● List of tasks:
1. Rewrite the credit card fraud notebook starting at "## **Loading Libraries**" and ending at "print(tfp.__version__)", renaming "tfp" to "tfprob" throughout.
2. Do these statements agree with the credit card fraud notebook? Answer yes or no for each and quote the words that decide it. (a) LogisticRegression is imported from sklearn.linear_model. (b) The NumPy random seed is set to 42. (c) The name tfd is assigned tfp.layers.

● Text to read:
►

# **Credit Card Fraud**

## **Loading Libraries**

In [None]:
import tensorflow.compat.v2 as tf
import tensorflow_probability as tfp

tf.enable_v2_behavior()

print(tf.__version__)
print(tfp.__version__)

In [None]:
import pandas as pd
import matplotlib.pyplot as plt
from sklearn.model_selection import train_test_split
from sklearn.linear_model import LogisticRegression
from sklearn.metrics import classification_report, accuracy_score, roc_auc_score, roc_curve
from sklearn.preprocessing import MinMaxScaler
from sklearn.manifold import TSNE
import os
import numpy as np

tfk = tf.keras
tfkl = tf.keras.layers
tfpl = tfp.layers
tfd = tfp.distributions

import pandas as pd
import matplotlib.pyplot as plt
from sklearn.model_selection import train_test_split
from sklearn.linear_model import LogisticRegression
from sklearn.metrics import classification_report, accuracy_score, roc_auc_score, roc_curve
from sklearn.preprocessing import MinMaxScaler
from sklearn.manifold import TSNE
import os

%matplotlib inline
np.random.seed(0)

◄

● Data supplied:
►

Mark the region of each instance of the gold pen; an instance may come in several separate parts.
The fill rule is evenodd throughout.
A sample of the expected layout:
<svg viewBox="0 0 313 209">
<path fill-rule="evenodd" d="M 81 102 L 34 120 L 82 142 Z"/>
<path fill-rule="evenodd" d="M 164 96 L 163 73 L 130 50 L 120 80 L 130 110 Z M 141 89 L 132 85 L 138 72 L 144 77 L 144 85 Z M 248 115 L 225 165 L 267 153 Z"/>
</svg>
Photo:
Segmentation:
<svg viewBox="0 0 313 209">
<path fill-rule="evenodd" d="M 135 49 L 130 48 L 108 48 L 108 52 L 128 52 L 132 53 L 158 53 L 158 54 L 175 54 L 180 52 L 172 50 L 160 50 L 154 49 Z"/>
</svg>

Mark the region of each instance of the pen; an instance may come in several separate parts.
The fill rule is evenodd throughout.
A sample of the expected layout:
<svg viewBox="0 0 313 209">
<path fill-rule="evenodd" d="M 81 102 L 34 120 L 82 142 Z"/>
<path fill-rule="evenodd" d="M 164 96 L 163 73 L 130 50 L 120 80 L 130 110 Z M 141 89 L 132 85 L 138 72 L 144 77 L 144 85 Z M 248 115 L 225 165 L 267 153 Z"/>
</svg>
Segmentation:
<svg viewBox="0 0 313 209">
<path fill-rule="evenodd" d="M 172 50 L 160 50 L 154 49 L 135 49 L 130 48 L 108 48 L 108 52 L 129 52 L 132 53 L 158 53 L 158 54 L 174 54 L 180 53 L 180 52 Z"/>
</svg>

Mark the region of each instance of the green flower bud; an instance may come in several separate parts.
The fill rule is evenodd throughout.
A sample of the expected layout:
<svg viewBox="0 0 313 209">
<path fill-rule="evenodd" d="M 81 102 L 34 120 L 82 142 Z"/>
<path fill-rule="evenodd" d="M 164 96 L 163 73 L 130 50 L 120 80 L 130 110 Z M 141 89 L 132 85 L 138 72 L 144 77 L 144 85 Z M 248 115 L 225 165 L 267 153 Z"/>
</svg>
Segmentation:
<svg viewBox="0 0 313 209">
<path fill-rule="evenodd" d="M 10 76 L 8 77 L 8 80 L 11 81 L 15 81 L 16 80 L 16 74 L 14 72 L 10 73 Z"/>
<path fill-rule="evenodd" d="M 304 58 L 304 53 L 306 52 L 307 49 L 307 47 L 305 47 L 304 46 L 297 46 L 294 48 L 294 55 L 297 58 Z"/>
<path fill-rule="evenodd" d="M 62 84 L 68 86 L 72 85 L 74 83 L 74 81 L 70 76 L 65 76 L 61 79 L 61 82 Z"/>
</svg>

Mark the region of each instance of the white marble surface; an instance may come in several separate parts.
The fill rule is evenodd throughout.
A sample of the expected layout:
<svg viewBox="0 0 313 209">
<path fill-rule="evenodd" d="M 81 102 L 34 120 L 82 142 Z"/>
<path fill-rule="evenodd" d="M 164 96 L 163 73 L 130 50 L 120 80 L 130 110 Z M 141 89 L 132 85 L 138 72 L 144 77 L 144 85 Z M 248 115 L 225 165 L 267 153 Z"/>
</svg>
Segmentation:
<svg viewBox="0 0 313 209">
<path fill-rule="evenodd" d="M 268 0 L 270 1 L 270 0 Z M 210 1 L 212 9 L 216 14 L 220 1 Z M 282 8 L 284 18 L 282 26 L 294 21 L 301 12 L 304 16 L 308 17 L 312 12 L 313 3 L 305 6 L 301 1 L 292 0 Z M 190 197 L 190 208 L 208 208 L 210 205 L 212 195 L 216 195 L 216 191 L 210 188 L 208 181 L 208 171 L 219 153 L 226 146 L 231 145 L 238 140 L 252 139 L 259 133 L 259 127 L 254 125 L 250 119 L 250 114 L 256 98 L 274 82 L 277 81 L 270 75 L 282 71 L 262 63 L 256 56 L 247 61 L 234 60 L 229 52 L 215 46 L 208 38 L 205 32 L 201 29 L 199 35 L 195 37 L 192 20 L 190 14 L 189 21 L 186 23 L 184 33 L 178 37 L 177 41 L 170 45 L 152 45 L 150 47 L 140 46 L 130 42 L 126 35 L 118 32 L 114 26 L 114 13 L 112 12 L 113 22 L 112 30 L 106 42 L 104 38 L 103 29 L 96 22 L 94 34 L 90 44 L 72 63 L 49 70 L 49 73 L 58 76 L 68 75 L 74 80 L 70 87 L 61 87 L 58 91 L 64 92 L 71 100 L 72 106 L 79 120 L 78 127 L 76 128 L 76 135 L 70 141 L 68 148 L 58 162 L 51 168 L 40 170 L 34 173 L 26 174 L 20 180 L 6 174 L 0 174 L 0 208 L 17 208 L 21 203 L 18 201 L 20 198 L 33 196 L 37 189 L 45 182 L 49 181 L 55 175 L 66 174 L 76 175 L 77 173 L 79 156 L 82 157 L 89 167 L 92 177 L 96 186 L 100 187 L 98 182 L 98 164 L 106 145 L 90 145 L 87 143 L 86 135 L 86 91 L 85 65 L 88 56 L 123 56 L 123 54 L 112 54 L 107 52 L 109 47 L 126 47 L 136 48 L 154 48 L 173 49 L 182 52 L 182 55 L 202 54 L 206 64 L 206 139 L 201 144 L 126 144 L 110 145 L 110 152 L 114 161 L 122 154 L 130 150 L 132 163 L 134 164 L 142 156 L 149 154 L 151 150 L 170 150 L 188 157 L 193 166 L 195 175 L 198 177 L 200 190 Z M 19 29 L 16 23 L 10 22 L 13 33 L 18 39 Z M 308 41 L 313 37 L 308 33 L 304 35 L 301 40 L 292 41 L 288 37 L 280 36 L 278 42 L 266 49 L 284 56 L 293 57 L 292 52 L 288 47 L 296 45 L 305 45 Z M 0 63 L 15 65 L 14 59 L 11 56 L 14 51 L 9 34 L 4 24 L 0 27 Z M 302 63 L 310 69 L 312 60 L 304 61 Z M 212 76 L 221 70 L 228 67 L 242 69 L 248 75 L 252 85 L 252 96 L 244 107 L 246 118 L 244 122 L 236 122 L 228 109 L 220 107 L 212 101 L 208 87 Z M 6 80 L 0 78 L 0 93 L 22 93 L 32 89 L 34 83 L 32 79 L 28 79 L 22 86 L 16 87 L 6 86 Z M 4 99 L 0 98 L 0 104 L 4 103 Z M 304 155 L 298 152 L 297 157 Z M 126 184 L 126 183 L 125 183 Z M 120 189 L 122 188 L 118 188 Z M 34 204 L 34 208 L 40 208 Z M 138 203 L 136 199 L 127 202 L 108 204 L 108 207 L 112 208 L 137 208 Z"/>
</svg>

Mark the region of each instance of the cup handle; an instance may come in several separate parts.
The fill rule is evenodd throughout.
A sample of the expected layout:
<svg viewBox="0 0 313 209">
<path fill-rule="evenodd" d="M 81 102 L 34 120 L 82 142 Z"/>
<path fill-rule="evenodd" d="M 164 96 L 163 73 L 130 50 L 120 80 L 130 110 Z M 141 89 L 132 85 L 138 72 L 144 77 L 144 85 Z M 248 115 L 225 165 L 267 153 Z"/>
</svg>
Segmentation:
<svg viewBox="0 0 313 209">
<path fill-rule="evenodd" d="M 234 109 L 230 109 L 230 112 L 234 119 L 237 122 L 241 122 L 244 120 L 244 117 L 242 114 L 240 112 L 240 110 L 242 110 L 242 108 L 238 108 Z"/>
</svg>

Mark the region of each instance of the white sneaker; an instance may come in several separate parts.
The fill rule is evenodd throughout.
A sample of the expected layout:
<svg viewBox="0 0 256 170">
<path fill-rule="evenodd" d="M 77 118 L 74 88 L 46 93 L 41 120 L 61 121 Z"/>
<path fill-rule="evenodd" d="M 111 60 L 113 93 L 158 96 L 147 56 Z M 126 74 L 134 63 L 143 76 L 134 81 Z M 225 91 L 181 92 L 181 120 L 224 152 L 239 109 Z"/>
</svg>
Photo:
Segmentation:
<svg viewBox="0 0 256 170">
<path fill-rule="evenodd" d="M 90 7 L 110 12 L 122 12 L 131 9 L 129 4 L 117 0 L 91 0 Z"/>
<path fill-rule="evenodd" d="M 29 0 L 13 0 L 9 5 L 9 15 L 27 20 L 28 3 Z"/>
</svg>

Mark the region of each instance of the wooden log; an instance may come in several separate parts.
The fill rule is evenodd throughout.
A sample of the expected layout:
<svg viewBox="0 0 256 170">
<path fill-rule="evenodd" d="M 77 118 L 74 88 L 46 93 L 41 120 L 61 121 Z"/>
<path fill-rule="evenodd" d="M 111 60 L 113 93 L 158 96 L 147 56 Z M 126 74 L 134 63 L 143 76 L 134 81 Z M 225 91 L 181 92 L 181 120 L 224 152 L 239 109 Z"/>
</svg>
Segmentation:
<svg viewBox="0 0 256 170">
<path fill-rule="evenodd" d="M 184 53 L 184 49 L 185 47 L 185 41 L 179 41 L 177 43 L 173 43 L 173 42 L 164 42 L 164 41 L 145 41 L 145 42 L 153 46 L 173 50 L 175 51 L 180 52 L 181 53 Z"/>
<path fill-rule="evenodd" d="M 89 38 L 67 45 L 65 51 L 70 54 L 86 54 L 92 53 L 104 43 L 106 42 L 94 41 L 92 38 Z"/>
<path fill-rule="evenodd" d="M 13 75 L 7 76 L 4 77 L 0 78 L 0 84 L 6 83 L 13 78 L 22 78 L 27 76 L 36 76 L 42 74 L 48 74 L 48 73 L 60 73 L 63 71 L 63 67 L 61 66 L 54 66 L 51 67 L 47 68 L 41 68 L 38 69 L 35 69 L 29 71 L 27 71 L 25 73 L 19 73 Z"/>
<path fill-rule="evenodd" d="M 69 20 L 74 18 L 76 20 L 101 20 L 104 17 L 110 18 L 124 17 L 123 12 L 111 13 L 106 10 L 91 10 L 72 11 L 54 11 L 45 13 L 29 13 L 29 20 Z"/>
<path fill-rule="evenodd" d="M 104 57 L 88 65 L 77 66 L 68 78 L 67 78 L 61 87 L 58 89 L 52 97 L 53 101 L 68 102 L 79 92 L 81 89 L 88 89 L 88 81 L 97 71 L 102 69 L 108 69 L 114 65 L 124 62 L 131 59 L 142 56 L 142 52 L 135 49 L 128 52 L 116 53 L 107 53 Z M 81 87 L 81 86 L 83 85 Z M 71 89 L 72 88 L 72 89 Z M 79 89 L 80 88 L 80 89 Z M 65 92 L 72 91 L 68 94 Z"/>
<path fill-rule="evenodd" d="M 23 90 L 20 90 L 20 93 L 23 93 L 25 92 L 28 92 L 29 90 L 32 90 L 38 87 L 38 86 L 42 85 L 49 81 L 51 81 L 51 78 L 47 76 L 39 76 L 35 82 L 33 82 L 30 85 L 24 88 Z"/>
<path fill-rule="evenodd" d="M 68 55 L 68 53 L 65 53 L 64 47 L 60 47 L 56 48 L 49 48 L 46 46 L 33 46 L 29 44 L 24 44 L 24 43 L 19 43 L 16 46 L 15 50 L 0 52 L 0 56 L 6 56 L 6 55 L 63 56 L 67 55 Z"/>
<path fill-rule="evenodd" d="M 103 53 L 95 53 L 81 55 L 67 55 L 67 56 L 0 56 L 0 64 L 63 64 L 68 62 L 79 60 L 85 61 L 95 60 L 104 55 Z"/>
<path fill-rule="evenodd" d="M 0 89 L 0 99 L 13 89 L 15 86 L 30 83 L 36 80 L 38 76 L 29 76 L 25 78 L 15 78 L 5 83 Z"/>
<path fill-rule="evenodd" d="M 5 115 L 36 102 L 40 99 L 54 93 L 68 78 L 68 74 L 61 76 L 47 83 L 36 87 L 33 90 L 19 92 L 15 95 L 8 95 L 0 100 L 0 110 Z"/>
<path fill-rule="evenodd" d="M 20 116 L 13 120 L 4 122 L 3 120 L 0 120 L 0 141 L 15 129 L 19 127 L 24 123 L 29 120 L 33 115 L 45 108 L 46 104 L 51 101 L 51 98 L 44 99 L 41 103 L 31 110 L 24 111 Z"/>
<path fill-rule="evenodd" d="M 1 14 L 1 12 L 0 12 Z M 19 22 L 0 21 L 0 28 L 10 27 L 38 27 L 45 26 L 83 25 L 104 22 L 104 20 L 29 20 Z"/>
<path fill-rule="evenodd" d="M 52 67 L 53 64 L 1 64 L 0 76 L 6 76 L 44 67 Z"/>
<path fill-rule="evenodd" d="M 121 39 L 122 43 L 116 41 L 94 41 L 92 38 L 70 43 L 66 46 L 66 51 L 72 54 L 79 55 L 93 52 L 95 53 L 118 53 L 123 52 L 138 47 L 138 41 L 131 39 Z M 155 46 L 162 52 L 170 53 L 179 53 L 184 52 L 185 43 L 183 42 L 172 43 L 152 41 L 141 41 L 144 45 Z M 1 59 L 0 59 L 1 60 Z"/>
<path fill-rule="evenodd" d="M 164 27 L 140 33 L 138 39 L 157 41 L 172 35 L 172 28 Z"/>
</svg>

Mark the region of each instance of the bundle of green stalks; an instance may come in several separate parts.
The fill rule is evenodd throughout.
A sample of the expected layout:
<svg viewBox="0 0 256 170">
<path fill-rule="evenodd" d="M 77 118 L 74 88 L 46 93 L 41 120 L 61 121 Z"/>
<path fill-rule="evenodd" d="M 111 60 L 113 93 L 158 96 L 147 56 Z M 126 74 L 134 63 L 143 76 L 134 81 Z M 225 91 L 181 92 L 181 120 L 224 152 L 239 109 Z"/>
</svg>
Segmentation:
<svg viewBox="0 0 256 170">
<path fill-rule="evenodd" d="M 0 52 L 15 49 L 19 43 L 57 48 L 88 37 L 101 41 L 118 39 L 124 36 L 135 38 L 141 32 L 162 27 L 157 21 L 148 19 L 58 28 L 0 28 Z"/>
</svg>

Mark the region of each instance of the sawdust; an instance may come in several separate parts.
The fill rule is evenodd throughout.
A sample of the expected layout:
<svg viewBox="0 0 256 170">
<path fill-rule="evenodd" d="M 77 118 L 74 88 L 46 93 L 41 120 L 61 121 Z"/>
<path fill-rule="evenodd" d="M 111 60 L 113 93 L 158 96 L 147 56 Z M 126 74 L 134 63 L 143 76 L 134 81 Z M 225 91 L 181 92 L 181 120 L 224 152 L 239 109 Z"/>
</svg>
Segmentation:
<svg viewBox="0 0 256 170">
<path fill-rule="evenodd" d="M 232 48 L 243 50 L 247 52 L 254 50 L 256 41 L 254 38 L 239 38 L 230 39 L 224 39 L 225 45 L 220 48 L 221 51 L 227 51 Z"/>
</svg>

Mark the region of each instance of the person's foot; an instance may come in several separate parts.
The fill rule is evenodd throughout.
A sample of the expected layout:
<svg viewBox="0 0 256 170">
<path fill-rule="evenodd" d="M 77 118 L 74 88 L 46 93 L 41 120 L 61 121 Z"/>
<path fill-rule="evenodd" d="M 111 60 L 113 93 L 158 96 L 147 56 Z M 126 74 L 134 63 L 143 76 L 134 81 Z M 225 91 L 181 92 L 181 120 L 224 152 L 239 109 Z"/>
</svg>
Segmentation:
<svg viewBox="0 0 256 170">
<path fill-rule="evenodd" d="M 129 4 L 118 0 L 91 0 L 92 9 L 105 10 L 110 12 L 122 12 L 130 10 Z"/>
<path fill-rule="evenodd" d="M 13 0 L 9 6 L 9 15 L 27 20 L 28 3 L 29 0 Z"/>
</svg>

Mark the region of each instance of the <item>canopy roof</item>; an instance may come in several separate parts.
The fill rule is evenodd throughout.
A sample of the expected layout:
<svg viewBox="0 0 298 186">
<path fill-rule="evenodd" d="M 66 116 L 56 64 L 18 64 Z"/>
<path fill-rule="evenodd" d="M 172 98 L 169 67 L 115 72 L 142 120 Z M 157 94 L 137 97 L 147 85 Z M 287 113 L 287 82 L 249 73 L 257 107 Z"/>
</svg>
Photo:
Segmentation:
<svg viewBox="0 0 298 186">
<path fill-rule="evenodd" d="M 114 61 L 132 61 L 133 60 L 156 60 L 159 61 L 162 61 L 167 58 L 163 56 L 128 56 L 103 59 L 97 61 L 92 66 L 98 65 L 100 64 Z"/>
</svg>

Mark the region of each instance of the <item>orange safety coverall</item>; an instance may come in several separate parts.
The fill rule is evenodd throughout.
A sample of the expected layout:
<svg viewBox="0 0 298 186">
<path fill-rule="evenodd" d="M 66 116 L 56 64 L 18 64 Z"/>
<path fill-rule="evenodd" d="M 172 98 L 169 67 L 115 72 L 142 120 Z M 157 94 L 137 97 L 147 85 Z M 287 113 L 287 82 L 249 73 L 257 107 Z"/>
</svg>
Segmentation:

◄

● Answers to the tasks:
1.
## **Loading Libraries**

In [None]:
import tensorflow.compat.v2 as tf
import tensorflow_probability as tfprob

tf.enable_v2_behavior()

print(tf.__version__)
print(tfprob.__version__)

2.
(a) Yes: "from sklearn.linear_model import LogisticRegression"
(b) No: "np.random.seed(0)"
(c) No: "tfd = tfp.distributions"